**Fragen und Aufgaben:**
1. Beantworten Sie anhand des Lesetextes:
(a) Wer ist als Verfasser genannt?
(b) Mit welchen Anforderungen vergleicht der Text die Anforderungen an die DNA in der Zelle?
(c) Welche Art von Basenpaaren ist unmittelbar vor dem Startcodon eines Gens von Vorteil?
2. Nennen Sie alle verschiedenen Substantive im Lesetext, die auf „-ung“ oder „-ungen“ enden. Führen Sie jedes nur einmal auf.
3. Kopieren Sie aus dem Lesetext Wort für Wort den Abschnitt, der mit „Neue Struktur für“ beginnt und mit „Basenpaare von Vorteil.“ endet.

::: Lesetext :::

Neue Struktur für die selektive Sequenzerkennung
Verbesserte Basenpaarung für DNA
M. Minuth
Man könnte meinen, dass die Natur die Basenpaarung zwischen zwei Strängen der DNA im Laufe der Evolution erschöpfend optimiert hat. Tatsächlich ist es aber so, dass die DNA in der Zelle andere Anforderungen erfüllen muss als bei diagnostischen Tests. So ist es in der Zelle notwendig, dass die Doppelhelix in bestimmten Bereichen besonders leicht zu öffnen ist, damit die genetische Information von diesem Punkt an abgelesen werden kann. Dies ist zum Beispiel unmittelbar vor dem Startcodon eines Gens (d.h. dem Sequenzabschnitt unmittelbar vor einem Leseabschnitt) der Fall, wo die beiden Stränge getrennt werden müssen, bevor einer der beiden Stränge enzymatisch abgelesen werden kann. Hier sind also schwache Basenpaare von Vorteil.

::: Entnommene Datensätze :::

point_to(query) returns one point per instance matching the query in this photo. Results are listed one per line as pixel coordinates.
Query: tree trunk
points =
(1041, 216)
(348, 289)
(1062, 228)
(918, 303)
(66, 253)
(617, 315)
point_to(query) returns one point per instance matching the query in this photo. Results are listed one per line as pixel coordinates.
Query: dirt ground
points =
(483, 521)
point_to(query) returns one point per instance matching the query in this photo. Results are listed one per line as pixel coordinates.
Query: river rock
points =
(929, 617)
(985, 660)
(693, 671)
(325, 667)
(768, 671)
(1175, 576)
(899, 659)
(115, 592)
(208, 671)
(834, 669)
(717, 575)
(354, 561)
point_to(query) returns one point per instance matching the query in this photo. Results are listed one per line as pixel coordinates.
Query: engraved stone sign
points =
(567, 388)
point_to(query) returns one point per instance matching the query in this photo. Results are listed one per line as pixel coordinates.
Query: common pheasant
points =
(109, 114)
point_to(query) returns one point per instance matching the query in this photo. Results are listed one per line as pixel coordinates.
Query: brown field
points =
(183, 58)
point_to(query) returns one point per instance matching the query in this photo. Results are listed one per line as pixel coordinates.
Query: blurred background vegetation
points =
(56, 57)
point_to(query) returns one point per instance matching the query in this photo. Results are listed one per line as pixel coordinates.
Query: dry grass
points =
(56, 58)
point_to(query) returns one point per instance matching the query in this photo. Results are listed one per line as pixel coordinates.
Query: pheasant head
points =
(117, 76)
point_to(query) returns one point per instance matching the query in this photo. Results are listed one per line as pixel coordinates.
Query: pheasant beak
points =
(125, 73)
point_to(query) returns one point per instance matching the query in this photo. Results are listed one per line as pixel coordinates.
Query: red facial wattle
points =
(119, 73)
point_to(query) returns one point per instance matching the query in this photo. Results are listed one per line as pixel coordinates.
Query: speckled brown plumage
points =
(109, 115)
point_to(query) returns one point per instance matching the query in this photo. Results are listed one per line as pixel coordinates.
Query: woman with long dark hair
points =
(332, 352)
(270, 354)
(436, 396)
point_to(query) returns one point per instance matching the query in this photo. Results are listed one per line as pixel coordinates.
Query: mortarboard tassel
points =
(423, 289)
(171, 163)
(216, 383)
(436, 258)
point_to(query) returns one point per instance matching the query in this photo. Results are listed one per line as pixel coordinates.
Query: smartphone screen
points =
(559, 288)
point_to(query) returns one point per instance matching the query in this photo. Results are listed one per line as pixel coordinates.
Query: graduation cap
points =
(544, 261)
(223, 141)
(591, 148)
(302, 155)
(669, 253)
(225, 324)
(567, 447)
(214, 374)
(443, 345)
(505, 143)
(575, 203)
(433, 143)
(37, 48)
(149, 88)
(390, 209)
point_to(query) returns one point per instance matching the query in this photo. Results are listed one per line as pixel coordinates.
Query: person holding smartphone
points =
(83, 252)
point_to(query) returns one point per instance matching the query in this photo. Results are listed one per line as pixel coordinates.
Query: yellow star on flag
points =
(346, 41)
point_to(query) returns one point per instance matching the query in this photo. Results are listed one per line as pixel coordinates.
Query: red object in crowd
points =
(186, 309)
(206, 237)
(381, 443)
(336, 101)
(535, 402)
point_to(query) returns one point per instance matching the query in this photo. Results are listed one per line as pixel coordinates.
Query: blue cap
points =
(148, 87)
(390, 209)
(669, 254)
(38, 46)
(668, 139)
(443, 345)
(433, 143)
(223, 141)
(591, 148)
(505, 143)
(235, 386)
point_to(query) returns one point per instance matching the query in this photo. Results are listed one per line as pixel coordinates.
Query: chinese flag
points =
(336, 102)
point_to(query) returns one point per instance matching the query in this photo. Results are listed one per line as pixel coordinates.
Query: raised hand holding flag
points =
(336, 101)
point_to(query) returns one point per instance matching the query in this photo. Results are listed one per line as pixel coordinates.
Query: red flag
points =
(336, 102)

:::

**Lösungen:**
1.
(a) M. Minuth
(b) Mit den Anforderungen bei diagnostischen Tests
(c) Schwache Basenpaare

2. Sequenzerkennung, Basenpaarung, Anforderungen

3.
Neue Struktur für die selektive Sequenzerkennung
Verbesserte Basenpaarung für DNA
M. Minuth
Man könnte meinen, dass die Natur die Basenpaarung zwischen zwei Strängen der DNA im Laufe der Evolution erschöpfend optimiert hat. Tatsächlich ist es aber so, dass die DNA in der Zelle andere Anforderungen erfüllen muss als bei diagnostischen Tests. So ist es in der Zelle notwendig, dass die Doppelhelix in bestimmten Bereichen besonders leicht zu öffnen ist, damit die genetische Information von diesem Punkt an abgelesen werden kann. Dies ist zum Beispiel unmittelbar vor dem Startcodon eines Gens (d.h. dem Sequenzabschnitt unmittelbar vor einem Leseabschnitt) der Fall, wo die beiden Stränge getrennt werden müssen, bevor einer der beiden Stränge enzymatisch abgelesen werden kann. Hier sind also schwache Basenpaare von Vorteil.